## PROBLEM TO SOLVE
Rewrite the records below, changing every "marker" to "dot" and leaving the rest untouched.
## START MATERIAL FOR THIS EXERCISE
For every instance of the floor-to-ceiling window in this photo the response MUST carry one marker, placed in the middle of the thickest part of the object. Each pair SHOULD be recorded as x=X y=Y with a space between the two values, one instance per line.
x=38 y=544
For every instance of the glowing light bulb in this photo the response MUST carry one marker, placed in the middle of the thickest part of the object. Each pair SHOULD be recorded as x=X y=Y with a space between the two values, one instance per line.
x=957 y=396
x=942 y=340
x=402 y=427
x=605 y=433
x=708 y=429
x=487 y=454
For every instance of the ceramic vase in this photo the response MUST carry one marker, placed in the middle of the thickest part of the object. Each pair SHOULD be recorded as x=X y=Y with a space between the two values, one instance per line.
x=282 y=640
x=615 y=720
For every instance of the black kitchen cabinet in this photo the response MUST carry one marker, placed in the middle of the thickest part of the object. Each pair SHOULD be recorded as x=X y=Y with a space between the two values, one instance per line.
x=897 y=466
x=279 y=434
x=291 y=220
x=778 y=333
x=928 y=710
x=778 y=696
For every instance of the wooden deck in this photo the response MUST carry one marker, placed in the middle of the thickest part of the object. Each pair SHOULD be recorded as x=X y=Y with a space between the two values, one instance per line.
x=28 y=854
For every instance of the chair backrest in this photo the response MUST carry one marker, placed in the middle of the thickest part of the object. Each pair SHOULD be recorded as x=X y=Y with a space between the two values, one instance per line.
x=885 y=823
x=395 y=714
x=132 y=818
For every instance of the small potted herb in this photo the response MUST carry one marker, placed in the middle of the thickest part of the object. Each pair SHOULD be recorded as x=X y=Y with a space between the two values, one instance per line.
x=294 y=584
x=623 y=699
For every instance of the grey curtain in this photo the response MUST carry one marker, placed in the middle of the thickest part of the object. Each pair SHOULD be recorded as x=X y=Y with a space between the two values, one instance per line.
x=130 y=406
## END MATERIAL FOR THIS EXERCISE
## ANSWER TO THIS TASK
For every instance of the floor-to-ceiling window in this photo the response MUST carry one dot, placed in the middle of the thickest part of the object. Each pair SHOULD be recorded as x=X y=Y with a space between the two values, one instance per line.
x=38 y=544
For every instance of the glowing light bulb in this photo the response MUST carry one dot, placed in the middle of the thickest part of the object. Each pair SHOULD be recorded as x=X y=Y with a space between the two values, one instance per line.
x=957 y=396
x=942 y=340
x=402 y=427
x=605 y=433
x=708 y=429
x=487 y=454
For every instance of the ceramic vase in this photo the response MUST carry one dot, placed in the middle of the thickest part of the object. Each pair SHOULD be recorded as x=X y=Y with a space between the two values, one instance per line.
x=282 y=640
x=615 y=720
For every instance of the black kitchen cabinet in this photo the response MUST carry one dot, placed in the middle of the thickest part of the object. Each pair SHOULD be recorded as x=X y=Y with a space between the two values, one instance per line.
x=897 y=466
x=279 y=434
x=291 y=220
x=778 y=333
x=928 y=710
x=778 y=696
For every instance of the wooden deck in this photo the response MUST carry one dot, placed in the middle of the thickest part of the object. Each pair SHOULD be recorded as x=X y=Y with a space between the two values, one instance per line.
x=28 y=854
For every instance of the chair backrest in this photo the response MUST carry one dot, placed in the middle of the thickest part of the object. Each pair SHOULD be recorded as x=X y=Y with a space between the two values, one instance per line.
x=885 y=823
x=395 y=714
x=132 y=818
For every instance of the small potted herb in this photo the response MUST carry one dot, placed in the middle of the thickest part of the object. Each pair SHOULD be recorded as x=X y=Y with a space between the two values, one instance per line.
x=294 y=584
x=623 y=699
For every instance of the grey curtain in this photo the response MUST carry one dot, placed in the middle of the thickest part of the object. Each pair SHOULD be recorded as x=X y=Y with a space between the two values, one instance per line.
x=130 y=406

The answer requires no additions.